>> START

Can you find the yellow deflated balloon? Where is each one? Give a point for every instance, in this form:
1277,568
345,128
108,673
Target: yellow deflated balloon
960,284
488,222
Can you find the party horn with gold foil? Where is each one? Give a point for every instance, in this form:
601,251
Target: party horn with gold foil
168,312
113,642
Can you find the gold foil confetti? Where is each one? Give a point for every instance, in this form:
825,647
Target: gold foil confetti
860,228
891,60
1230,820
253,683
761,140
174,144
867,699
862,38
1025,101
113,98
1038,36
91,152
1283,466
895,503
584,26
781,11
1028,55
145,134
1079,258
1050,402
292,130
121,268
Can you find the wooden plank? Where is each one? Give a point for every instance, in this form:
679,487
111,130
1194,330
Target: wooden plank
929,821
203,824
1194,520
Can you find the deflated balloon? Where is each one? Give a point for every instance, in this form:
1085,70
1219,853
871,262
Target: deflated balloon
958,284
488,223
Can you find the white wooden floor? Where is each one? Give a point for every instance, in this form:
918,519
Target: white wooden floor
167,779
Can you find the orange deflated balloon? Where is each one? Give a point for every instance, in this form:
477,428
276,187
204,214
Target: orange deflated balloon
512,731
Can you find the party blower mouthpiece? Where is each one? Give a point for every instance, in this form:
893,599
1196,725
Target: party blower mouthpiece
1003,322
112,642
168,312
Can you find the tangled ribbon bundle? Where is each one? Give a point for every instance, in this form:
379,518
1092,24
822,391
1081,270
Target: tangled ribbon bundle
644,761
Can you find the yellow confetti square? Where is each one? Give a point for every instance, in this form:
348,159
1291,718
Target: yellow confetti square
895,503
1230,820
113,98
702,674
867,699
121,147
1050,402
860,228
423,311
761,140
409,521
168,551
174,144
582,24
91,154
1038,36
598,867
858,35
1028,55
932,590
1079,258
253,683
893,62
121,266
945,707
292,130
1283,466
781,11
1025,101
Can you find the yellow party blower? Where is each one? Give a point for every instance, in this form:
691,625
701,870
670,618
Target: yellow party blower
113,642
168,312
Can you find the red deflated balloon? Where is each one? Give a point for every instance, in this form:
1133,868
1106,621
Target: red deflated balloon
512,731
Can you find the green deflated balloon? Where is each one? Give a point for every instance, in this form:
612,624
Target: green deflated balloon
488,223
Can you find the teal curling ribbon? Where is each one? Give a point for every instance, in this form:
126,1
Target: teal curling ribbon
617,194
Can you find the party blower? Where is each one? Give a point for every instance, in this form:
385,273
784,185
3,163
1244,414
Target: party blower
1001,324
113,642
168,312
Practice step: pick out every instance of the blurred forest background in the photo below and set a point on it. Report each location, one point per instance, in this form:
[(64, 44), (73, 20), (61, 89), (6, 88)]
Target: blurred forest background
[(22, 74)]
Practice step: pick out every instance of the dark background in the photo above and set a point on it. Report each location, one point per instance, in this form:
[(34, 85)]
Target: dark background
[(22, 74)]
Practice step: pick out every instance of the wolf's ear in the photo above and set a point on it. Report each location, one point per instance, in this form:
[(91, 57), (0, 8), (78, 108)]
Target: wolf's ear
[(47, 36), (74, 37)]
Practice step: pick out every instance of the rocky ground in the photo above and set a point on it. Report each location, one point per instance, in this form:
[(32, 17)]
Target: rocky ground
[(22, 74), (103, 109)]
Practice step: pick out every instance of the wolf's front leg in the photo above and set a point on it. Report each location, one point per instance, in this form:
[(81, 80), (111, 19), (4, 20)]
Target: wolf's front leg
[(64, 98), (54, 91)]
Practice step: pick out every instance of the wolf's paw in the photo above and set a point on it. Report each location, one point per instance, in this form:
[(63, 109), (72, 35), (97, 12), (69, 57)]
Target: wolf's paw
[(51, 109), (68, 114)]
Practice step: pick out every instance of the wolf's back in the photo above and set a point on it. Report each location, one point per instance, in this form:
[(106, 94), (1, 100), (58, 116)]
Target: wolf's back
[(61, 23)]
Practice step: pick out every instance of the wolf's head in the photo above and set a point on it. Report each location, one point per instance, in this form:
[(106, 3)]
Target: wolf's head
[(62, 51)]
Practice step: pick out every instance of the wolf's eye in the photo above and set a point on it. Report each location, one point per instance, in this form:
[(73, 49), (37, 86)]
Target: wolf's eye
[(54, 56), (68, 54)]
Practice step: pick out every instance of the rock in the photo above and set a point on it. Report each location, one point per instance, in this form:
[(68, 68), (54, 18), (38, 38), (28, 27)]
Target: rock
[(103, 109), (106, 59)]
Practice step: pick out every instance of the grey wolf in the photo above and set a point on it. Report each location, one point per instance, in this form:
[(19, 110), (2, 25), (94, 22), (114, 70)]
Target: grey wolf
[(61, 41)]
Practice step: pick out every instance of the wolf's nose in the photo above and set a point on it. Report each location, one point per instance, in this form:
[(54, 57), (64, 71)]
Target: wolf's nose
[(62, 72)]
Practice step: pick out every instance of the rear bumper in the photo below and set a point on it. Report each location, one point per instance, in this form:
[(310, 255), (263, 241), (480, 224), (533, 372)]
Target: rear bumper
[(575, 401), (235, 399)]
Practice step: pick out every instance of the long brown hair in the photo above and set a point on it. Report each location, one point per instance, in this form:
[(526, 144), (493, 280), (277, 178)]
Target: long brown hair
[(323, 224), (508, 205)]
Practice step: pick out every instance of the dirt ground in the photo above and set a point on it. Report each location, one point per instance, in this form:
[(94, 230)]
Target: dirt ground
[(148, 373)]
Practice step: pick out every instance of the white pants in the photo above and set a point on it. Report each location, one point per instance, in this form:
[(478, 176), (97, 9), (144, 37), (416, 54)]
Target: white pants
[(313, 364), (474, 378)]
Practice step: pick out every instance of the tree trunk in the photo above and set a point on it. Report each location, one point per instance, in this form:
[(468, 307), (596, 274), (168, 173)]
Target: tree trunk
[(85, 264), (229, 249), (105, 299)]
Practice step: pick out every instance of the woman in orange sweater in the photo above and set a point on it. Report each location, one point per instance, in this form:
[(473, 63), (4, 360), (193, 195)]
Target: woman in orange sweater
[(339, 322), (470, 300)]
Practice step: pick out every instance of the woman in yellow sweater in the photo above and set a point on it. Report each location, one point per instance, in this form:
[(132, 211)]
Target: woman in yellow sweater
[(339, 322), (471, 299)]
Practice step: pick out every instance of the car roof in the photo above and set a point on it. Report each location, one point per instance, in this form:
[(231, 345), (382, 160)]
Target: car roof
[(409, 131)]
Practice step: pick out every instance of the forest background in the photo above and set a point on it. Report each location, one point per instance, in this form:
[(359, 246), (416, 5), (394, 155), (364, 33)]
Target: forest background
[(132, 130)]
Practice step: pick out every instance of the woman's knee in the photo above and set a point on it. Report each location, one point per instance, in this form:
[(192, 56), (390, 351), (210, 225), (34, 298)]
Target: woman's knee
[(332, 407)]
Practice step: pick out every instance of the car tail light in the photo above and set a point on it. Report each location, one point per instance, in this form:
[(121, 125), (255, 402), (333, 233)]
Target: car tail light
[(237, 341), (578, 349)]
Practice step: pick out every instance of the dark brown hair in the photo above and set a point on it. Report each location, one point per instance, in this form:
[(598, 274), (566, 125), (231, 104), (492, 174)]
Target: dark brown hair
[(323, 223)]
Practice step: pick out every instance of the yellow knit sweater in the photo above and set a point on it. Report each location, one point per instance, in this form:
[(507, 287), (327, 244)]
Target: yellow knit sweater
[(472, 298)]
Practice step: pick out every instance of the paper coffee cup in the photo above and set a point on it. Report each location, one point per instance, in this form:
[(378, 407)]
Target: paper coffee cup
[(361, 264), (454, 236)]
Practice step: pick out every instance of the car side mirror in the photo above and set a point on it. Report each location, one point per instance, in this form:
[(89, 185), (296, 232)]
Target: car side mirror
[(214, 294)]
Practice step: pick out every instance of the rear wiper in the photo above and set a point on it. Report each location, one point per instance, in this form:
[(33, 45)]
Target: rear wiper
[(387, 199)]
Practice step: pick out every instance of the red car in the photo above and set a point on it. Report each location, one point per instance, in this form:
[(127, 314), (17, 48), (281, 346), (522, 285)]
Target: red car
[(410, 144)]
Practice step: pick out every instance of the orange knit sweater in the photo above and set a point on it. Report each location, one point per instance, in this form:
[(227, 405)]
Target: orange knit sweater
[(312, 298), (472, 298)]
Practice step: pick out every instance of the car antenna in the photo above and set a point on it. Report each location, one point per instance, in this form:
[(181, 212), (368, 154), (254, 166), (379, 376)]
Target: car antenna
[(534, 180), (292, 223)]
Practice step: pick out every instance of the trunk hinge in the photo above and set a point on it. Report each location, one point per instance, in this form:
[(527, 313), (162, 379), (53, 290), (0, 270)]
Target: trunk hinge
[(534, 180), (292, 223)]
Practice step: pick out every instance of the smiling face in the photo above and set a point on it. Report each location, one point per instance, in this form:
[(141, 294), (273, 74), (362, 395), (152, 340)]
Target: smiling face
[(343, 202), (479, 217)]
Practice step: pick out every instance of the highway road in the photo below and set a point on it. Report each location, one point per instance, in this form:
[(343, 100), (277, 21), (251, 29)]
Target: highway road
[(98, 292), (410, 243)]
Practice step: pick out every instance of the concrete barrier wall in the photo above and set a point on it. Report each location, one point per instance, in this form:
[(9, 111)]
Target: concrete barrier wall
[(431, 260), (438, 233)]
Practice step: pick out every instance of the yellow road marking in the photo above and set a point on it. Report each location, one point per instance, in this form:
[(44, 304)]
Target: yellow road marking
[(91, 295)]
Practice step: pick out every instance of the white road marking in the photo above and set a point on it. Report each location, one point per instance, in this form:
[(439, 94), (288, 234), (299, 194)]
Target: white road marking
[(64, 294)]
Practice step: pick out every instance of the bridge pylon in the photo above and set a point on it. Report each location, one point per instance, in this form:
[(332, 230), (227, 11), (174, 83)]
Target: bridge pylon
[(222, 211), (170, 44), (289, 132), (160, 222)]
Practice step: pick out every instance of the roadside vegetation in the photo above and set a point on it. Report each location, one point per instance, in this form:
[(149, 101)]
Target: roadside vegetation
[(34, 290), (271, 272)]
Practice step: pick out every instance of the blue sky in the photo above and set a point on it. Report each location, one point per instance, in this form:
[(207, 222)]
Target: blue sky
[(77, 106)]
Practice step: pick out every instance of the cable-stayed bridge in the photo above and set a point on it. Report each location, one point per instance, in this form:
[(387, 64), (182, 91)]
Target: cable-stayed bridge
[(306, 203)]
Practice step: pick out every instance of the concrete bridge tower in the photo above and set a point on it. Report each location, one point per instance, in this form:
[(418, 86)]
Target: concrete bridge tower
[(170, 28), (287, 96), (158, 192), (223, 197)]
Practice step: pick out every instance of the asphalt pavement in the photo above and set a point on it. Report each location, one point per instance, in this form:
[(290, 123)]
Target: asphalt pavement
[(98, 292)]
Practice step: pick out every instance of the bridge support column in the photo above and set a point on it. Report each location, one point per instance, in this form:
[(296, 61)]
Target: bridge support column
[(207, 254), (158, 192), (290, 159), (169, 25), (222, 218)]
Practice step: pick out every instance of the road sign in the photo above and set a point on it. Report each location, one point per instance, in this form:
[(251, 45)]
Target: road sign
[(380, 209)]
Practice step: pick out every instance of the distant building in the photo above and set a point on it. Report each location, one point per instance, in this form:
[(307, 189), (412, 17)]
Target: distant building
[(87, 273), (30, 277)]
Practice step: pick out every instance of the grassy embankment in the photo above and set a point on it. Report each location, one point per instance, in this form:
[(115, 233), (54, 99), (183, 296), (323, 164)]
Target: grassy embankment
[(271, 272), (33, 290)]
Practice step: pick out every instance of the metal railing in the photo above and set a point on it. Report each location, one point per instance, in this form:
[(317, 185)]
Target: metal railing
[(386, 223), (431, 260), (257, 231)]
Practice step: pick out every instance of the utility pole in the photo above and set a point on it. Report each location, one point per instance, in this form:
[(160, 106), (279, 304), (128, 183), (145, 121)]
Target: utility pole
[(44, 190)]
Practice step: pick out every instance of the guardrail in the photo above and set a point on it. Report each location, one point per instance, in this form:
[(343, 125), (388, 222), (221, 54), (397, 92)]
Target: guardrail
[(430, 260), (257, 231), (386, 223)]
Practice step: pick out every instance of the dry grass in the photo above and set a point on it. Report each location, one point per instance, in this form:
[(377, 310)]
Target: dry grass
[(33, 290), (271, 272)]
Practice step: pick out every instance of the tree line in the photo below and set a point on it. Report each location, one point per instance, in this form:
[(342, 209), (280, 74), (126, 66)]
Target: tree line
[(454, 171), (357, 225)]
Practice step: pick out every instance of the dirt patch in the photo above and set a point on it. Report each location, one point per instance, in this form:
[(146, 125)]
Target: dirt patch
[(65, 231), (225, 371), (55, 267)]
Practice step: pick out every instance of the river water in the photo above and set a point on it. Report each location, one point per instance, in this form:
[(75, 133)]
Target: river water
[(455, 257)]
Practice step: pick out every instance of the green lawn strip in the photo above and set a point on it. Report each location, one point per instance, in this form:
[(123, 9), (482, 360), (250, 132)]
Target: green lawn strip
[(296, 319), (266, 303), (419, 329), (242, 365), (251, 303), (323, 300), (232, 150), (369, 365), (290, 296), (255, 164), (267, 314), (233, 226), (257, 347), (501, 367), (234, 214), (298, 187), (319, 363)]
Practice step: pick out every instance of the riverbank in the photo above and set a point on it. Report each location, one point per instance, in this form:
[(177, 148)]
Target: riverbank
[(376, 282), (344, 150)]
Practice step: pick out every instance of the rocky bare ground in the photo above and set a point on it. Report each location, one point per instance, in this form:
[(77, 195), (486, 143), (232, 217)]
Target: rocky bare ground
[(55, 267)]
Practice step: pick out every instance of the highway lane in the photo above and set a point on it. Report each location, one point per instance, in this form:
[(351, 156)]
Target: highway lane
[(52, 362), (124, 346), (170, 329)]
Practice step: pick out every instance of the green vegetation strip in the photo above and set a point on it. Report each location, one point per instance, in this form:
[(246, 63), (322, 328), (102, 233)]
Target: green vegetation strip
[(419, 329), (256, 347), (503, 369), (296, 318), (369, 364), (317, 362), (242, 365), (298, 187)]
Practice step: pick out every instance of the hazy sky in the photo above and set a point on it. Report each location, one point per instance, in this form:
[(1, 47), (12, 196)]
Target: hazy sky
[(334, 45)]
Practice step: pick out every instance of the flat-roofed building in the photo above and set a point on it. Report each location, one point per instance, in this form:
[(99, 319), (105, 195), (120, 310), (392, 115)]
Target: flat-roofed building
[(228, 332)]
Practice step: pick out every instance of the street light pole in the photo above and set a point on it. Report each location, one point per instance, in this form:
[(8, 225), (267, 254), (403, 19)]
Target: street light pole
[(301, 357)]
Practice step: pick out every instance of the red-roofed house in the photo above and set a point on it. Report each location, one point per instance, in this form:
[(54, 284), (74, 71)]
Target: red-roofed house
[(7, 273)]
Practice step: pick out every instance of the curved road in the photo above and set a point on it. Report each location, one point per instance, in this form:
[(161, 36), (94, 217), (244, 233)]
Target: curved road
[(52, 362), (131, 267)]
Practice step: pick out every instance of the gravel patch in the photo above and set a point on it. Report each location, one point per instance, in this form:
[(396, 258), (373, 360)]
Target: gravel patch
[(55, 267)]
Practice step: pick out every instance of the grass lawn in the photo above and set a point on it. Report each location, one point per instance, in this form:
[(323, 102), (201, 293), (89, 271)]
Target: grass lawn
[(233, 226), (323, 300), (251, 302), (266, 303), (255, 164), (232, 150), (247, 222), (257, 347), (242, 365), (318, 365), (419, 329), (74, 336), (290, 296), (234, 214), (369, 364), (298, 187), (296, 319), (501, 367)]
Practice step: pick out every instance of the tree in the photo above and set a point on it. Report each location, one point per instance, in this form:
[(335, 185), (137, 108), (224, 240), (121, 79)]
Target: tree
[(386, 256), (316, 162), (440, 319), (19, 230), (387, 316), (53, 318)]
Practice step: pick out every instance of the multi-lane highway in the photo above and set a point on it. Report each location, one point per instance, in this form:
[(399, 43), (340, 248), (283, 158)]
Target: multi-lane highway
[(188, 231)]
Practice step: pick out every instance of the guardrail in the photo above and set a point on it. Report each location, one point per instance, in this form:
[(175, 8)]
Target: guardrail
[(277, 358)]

>> END

# [The task]
In the data above, take the lines beginning with the one that contains "Practice step: pick out every instance of the tree trunk" and continuing through the one that contains "[(339, 322), (471, 299)]", and rewrite them with "sweater" changed to "cardigan". Keep everything else the same.

# [Written solution]
Practice step: pick out every instance of the tree trunk in the photo above and set a point on it. Report each location, one point per instance, in this form:
[(468, 307), (596, 274), (168, 173)]
Target: tree trunk
[(85, 264), (229, 249), (105, 299)]
Practice step: pick out every instance of the woman in orange cardigan in the photo above and set a point on it. Report each location, one point per instance, in this form:
[(473, 63), (4, 360), (193, 195)]
Target: woman in orange cardigan
[(339, 322), (470, 300)]
Practice step: pick out every instance of the woman in yellow cardigan in the photo above and set a point on it. Report each location, one point per instance, in this form:
[(132, 211)]
Target: woman in yellow cardigan
[(339, 322), (471, 299)]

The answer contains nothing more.